# Texto selecionado
※
Com efeito, não se pode olvidar que a vulnerabilidade não se define tão-somente pela capacidade técnica, nível de informação/cultura ou valor do contrato em exame. Todos esses elementos podem estar presentes e o comprador ainda assim ser vulnerável pela dependência do produto, pela natureza adesiva do contrato imposto, pelo monopólio da produção do bem ou sua qualidade insuperável, pela extremada necessidade do bem ou serviço; pelas exigências da modernidade atinentes à atividade, entre outros fatores.

Em síntese, numa relação interempresarial, para além das hipóteses de vulnerabilidade já consagradas pela doutrina e pela jurisprudência, a relação de dependência de uma das partes frente à outra pode, conforme o caso, caracterizar uma vulnerabilidade legitimadora da aplicação da Lei 8.078/90, mitigando os rigores da teoria finalista e autorizando a equiparação da pessoa jurídica compradora à condição de consumidora.
※
# Dados fornecidos
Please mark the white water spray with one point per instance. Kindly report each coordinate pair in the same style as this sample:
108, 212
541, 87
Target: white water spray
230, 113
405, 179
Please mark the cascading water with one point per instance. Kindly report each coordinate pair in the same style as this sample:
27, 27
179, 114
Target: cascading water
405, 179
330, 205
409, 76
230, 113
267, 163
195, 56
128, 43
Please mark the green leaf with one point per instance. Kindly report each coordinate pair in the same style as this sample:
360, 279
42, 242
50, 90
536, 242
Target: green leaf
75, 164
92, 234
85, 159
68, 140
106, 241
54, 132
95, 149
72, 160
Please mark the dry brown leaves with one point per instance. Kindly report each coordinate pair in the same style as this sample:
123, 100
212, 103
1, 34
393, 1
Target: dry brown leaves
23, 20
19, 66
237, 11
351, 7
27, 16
※
# Problemas e tarefas
[1] Segundo o texto sobre vulnerabilidade, por que o comprador pode ser vulnerável mesmo quando estão presentes a capacidade técnica, o nível de informação/cultura e o valor do contrato? Responda em uma a três frases.
[2] Reescreva de forma mais concisa o parágrafo do texto sobre vulnerabilidade que começa com "Em síntese, numa relação interempresarial", preservando os fatos principais.
[3] Transcreva, do texto sobre vulnerabilidade, o trecho que se inicia com as palavras contendo "Em síntese, numa" e termina com "condição de consumidora.".

# Resultados finais
[1] Porque a vulnerabilidade não se define apenas por esses elementos. O comprador pode ser vulnerável pela dependência do produto, pela natureza adesiva do contrato imposto, pelo monopólio da produção do bem ou sua qualidade insuperável, pela extremada necessidade do bem ou serviço e pelas exigências da modernidade atinentes à atividade, entre outros fatores.

[2] Nas relações entre empresas, além das hipóteses de vulnerabilidade já reconhecidas pela doutrina e pela jurisprudência, a dependência de uma parte em relação à outra pode, conforme o caso, configurar uma vulnerabilidade que legitima a aplicação da Lei 8.078/90. Essa vulnerabilidade atenua os rigores da teoria finalista e permite equiparar a pessoa jurídica compradora a consumidora.

[3]
Em síntese, numa relação interempresarial, para além das hipóteses de vulnerabilidade já consagradas pela doutrina e pela jurisprudência, a relação de dependência de uma das partes frente à outra pode, conforme o caso, caracterizar uma vulnerabilidade legitimadora da aplicação da Lei 8.078/90, mitigando os rigores da teoria finalista e autorizando a equiparação da pessoa jurídica compradora à condição de consumidora.